*Listed records:*

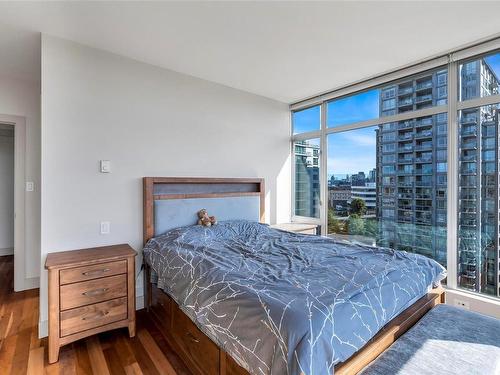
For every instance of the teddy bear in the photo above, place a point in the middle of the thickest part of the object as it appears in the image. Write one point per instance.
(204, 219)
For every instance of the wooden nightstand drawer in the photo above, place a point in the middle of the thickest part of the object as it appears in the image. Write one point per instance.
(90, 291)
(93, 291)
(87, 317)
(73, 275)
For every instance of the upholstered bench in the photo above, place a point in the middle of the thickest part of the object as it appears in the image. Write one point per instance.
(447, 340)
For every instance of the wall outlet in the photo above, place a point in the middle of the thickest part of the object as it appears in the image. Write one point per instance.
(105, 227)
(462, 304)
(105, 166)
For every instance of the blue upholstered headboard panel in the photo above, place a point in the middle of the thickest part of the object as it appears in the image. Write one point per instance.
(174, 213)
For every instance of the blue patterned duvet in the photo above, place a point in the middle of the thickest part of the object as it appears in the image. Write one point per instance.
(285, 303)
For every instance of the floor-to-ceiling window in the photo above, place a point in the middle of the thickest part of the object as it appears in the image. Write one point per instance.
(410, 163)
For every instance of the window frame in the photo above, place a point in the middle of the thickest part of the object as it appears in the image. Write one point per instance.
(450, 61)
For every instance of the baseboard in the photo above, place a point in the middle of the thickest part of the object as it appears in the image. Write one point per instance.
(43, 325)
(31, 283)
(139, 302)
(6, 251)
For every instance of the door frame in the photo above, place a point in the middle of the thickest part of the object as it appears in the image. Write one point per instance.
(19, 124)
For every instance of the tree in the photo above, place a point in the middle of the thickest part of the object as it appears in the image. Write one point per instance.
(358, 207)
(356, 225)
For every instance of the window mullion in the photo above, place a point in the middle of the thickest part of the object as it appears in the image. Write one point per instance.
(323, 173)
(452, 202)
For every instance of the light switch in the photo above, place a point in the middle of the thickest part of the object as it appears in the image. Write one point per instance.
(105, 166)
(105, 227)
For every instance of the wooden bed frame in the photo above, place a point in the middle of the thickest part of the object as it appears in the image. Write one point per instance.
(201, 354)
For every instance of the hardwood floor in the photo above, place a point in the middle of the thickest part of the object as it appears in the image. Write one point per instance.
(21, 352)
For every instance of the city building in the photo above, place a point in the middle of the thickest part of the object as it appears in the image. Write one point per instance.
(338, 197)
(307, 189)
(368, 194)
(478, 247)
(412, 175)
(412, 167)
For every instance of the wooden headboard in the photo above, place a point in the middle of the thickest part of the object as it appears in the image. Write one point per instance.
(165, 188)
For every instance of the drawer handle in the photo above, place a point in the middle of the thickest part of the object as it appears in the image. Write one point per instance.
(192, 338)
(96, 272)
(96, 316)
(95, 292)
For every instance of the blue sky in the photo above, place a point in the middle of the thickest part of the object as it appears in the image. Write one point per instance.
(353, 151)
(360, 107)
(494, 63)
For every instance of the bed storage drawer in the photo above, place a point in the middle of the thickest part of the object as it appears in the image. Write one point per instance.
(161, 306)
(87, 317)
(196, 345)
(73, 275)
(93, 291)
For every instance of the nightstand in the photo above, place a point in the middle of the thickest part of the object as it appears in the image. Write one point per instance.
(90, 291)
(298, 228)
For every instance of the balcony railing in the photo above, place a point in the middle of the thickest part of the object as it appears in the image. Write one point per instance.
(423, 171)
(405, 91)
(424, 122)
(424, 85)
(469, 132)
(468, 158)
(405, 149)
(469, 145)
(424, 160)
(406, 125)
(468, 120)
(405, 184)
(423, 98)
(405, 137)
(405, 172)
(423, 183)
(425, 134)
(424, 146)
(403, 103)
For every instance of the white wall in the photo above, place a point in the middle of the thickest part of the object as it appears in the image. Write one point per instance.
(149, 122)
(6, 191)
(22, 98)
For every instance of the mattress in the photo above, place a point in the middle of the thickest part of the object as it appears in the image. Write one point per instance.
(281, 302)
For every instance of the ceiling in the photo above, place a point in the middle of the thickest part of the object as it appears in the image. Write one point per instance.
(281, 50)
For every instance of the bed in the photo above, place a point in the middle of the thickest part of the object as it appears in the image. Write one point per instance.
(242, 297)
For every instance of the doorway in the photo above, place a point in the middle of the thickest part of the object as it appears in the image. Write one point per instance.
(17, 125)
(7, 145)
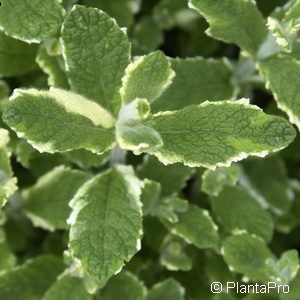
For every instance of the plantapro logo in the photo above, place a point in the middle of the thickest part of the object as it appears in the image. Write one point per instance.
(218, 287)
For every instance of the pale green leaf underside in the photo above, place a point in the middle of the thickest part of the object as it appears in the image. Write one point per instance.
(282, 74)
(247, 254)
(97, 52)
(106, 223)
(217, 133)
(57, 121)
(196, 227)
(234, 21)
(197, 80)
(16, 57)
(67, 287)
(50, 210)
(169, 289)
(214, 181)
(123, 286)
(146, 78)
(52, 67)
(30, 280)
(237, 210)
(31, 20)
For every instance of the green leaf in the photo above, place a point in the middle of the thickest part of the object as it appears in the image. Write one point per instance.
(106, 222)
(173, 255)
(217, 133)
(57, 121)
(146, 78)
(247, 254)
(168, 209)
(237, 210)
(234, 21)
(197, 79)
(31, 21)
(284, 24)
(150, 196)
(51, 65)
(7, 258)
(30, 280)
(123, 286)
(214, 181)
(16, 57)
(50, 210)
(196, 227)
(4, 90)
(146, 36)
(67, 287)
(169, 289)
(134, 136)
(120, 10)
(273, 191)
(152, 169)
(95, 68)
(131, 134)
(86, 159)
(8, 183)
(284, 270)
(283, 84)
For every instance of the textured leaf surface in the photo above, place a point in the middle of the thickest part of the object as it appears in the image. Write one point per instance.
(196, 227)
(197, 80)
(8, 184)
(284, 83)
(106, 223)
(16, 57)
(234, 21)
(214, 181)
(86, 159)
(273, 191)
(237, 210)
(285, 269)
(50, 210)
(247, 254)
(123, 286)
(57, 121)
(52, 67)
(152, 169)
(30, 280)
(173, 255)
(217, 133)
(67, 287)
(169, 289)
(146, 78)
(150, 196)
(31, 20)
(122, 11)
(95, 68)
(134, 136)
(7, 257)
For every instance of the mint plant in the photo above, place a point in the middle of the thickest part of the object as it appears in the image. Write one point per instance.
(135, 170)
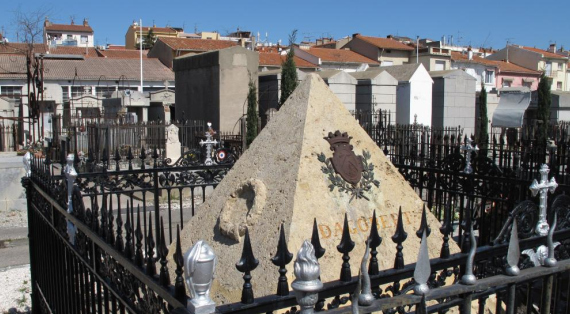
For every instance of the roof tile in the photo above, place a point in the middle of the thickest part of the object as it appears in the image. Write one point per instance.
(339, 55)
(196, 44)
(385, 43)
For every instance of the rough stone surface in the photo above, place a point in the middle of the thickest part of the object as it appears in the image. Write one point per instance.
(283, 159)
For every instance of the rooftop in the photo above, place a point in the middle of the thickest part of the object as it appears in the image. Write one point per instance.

*Exercise instructions:* Quote only the lines that start at the line holding "For every instance of the mint" and end at the last line of the entries, including both of those lines, and omit every picture.

*The solution:*
For every instance of the mint plant in the photo above, place a point in the middle of the thickest part of the object as it appears in the image. Write one point per instance.
(135, 170)
For every instance of the roof tile in the photo above, place a point in the middle of the thickest part of the object as it appears in the image. Write one point per instance.
(339, 55)
(196, 44)
(385, 43)
For every instance of the rough stone surface in the photo above, place a point in the middle of the thickest part of the object as it appears in the image. Write one point per instance.
(283, 159)
For every instance of the rooftop in the photo above, place a point in the middle of the thickest part of the object as it appears in the image. Write one point per instance.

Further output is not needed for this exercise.